** begin **

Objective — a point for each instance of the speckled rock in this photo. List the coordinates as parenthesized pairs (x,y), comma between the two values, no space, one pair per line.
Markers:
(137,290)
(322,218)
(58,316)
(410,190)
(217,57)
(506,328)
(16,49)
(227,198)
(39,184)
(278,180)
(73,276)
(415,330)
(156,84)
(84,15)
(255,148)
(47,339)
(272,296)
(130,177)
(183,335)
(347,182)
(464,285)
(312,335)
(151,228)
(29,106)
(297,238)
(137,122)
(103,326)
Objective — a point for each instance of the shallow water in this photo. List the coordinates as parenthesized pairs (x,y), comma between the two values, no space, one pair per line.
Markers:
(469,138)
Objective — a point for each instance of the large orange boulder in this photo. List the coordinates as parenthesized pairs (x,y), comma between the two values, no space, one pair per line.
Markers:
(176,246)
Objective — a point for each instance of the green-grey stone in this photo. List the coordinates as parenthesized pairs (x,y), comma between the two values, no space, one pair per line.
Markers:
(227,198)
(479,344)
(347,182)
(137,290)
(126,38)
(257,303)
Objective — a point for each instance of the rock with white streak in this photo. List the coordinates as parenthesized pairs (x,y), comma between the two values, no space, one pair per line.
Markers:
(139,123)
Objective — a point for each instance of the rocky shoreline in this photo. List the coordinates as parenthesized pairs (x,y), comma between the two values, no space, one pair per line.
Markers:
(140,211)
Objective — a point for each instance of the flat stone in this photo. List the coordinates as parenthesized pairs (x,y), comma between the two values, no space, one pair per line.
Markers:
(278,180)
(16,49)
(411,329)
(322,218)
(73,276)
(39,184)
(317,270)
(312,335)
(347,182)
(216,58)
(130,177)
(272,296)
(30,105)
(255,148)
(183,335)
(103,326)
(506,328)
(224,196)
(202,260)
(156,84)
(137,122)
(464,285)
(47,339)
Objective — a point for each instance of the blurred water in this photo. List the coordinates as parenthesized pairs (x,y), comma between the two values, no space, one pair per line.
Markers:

** end **

→ **WORK TO BE COMPLETED**:
Starting at the line that contains "Objective — a point for each instance of the green-grey" and ending at the last line of the records, reproduce every line, requests included, with each coordinate in the answers rescaled by 0.9 and rounded to a whole number, halves rounding up.

→ **RESPONSE TO THIS EXERCISE**:
Objective — a point for each instance of the green-grey stone in this photo. List the coordinates as parenthesized pairs (x,y), comma between the two values, no space, one pair per line.
Markers:
(204,178)
(431,310)
(312,164)
(123,261)
(113,34)
(231,273)
Objective — a point for each instance of the rock with white streak in this photo. List the coordinates as parenthesized pairs (x,y), comma between the two values, no space, one pair per line.
Markers:
(125,111)
Objective — a point for each instance of the rocky shoreline in this photo. List the coordinates as parenthesized pairs (x,y), comma between the two values, no space, one pair per line.
Markers:
(126,190)
Objective — a point for each instance of the flat stone in this photo. List the coordinates as parenthesized pairs (x,y), comma between the two values, no space, one pair per line.
Markers:
(250,162)
(14,44)
(370,296)
(290,196)
(66,248)
(35,166)
(285,243)
(281,302)
(312,164)
(194,52)
(117,159)
(245,266)
(27,95)
(230,133)
(165,302)
(93,293)
(455,295)
(202,176)
(182,234)
(140,76)
(123,110)
(418,257)
(42,305)
Objective — a point for each instance of the blurred water in this photo. List the coordinates as parenthesized pairs (x,y), comma between the two values, no space, one pair per line.
Markers:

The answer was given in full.